• **WHAT YOU SHOULD DO**: Change every "drop a point" in the items below to "place a marker", leaving the rest as it is, and give the items back with the pictures left out.

• **DATA TO USE**:
——
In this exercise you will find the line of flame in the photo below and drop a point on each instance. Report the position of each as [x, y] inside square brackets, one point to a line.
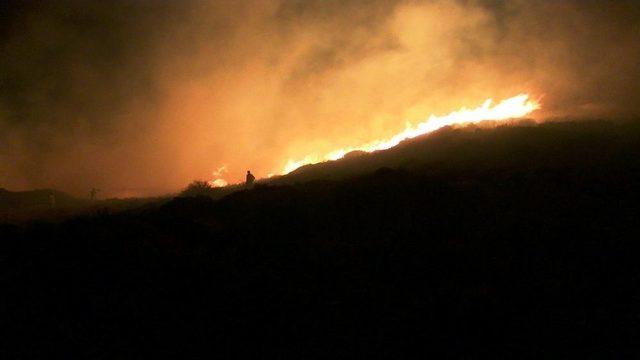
[512, 108]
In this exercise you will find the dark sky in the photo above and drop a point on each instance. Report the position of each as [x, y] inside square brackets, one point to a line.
[142, 96]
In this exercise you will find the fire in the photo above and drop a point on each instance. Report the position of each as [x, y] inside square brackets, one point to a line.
[217, 174]
[512, 108]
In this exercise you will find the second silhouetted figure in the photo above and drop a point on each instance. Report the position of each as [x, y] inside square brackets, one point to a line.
[250, 180]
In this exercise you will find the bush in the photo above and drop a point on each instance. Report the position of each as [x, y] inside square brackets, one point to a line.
[198, 188]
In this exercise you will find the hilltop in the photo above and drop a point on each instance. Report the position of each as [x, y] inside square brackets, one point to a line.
[517, 241]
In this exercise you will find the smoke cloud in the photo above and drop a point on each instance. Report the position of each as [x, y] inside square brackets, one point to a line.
[141, 97]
——
• **WRITTEN ANSWER**:
In this exercise you will find the line of flame in the photo below and place a marker on each instance. Report the position of each as [x, y] inside square brackets, one point to a line.
[512, 108]
In this exercise you will find the dark sky in the photo above and place a marker on each instance. Report the position of each as [x, y] inside square brackets, one point to a line.
[142, 96]
In this exercise you will find the fire in the photo above and place a marker on each instance. Report the position of each as [x, y] inside square brackets, one point to a line.
[217, 174]
[512, 108]
In this exercise you will find the second silhouetted figure in the photo above and place a marker on each instance. Report the position of each as [x, y] inside square brackets, one point to a line.
[250, 180]
In this exercise you will find the bush in the photo above and place a marker on each instance. Report the position of each as [x, y] inside square brackets, one point to a line.
[198, 188]
In this exercise you will find the hilltop in the photo above and place a marker on each instance. Report the position of each as [x, y] inside square brackets, one point to a line.
[517, 241]
In this exercise you will find the smoke cloud in the photo above and place a marker on each instance. Report the position of each as [x, y] inside square brackets, one point to a line.
[141, 97]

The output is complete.